• **Data extracted from a collection**:
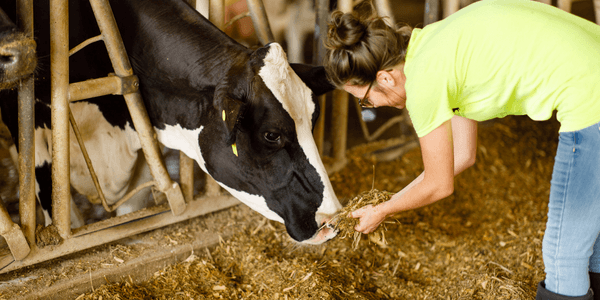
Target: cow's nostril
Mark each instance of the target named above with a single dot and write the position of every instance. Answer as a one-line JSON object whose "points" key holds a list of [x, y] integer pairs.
{"points": [[7, 59]]}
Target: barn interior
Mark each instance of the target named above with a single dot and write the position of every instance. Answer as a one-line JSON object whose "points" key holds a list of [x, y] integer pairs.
{"points": [[482, 242]]}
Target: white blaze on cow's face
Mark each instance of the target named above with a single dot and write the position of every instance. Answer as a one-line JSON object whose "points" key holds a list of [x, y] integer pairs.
{"points": [[186, 140], [296, 99]]}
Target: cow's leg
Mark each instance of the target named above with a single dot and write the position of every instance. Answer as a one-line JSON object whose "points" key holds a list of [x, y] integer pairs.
{"points": [[142, 198], [43, 179]]}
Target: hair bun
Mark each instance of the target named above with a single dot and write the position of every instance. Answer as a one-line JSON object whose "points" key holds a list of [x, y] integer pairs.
{"points": [[345, 30]]}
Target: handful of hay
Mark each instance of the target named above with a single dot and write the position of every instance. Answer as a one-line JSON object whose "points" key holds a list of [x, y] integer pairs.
{"points": [[345, 223]]}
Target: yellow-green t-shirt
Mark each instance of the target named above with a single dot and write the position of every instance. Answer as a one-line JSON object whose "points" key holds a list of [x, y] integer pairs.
{"points": [[504, 57]]}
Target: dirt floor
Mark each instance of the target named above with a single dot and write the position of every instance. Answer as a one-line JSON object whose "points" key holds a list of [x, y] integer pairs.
{"points": [[483, 242]]}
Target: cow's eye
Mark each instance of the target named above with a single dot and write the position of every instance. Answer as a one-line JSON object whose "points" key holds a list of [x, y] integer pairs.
{"points": [[272, 137]]}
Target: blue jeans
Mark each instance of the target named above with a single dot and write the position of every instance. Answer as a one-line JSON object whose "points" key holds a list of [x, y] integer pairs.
{"points": [[571, 244]]}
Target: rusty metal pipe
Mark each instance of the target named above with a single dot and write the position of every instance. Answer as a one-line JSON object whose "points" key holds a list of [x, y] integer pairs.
{"points": [[94, 88], [59, 82], [26, 149], [322, 17], [339, 122], [260, 21], [139, 115], [17, 243], [111, 85], [186, 176]]}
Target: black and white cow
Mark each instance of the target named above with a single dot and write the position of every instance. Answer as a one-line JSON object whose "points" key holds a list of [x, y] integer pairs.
{"points": [[244, 116], [17, 53]]}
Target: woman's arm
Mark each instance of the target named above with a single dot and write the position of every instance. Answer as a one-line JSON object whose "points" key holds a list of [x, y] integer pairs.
{"points": [[441, 163]]}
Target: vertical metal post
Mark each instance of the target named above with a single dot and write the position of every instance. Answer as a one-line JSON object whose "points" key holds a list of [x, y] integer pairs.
{"points": [[26, 134], [186, 176], [17, 243], [339, 122], [432, 11], [322, 17], [59, 82], [260, 21], [121, 65], [339, 119]]}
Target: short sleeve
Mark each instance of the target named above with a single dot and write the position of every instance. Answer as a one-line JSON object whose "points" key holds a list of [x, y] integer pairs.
{"points": [[428, 102]]}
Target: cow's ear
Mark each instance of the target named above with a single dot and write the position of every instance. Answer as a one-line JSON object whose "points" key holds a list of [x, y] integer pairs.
{"points": [[314, 77], [231, 112]]}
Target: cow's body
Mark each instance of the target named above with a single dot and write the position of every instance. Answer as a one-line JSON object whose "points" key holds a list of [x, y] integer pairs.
{"points": [[17, 53], [245, 117]]}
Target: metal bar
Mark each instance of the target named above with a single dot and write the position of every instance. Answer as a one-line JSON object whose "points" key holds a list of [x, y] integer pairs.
{"points": [[120, 61], [216, 13], [84, 44], [339, 122], [94, 88], [130, 224], [186, 176], [26, 160], [321, 19], [111, 85], [88, 161], [319, 130], [432, 11], [59, 81], [450, 7], [260, 21], [17, 243]]}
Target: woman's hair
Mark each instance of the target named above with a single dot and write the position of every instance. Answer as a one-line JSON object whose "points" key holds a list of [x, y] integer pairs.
{"points": [[358, 46]]}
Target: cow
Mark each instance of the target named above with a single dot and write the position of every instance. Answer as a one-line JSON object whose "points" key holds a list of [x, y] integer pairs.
{"points": [[17, 53], [245, 116]]}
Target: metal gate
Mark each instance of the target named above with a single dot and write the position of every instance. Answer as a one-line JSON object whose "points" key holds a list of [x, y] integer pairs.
{"points": [[182, 204]]}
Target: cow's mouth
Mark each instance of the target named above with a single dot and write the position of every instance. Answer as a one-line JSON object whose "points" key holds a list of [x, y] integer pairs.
{"points": [[325, 233]]}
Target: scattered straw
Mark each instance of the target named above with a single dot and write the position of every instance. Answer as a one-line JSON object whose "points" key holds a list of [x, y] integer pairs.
{"points": [[345, 223]]}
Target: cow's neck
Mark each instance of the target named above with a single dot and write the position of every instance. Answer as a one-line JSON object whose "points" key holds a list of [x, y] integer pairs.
{"points": [[192, 50]]}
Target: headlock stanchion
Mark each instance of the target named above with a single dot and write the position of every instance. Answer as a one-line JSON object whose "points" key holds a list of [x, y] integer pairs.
{"points": [[26, 137], [125, 83]]}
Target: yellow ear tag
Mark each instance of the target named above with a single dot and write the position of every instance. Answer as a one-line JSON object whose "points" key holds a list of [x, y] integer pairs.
{"points": [[234, 147]]}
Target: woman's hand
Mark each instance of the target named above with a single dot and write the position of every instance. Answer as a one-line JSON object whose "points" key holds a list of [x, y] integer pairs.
{"points": [[370, 217]]}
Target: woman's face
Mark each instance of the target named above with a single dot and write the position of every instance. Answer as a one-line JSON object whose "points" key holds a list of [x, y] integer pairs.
{"points": [[388, 90]]}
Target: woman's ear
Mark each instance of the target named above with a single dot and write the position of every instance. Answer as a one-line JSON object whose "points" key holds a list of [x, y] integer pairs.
{"points": [[387, 78], [384, 77]]}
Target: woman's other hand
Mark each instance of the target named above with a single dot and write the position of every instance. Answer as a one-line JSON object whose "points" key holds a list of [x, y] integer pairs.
{"points": [[370, 217]]}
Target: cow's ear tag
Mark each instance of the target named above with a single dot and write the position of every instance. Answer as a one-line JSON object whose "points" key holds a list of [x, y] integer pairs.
{"points": [[234, 147], [231, 110]]}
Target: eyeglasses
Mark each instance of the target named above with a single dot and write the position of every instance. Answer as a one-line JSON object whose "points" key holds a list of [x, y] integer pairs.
{"points": [[365, 102]]}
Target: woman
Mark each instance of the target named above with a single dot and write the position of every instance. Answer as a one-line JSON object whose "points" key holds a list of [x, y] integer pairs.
{"points": [[491, 59]]}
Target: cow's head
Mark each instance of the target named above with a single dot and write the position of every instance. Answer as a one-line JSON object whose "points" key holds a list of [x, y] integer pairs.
{"points": [[17, 53], [262, 149]]}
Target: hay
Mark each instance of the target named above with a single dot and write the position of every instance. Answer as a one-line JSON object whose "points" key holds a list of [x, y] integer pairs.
{"points": [[483, 242], [345, 223]]}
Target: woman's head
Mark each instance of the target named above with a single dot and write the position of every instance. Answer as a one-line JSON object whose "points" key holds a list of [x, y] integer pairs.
{"points": [[359, 46]]}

• **Task directions**:
Reproduce only the lines from the beginning of the data through the line that contains "Target: cow's leg", both included, and please drop the pictures.

• **Exercise response**:
Target: cow's nostril
Mark each instance of the target named above with a single dot and write the position of every instance. Answer as a one-line JSON object whose "points" key holds a list of [x, y] integer pairs.
{"points": [[7, 59]]}
Target: barn interior
Mark each instance of the target named above with a single dot and write the position of every instance. Answer as a one-line JSON object whose "points" key holds a list of [x, y] integer pairs.
{"points": [[482, 242]]}
Target: white blaze on cow's face
Mark each instance of the target named above with a single dot and write the position of every instance. Answer as a one-line JSON object whose "points" key holds a list of [x, y] integer pairs.
{"points": [[186, 140], [296, 99]]}
Target: cow's leg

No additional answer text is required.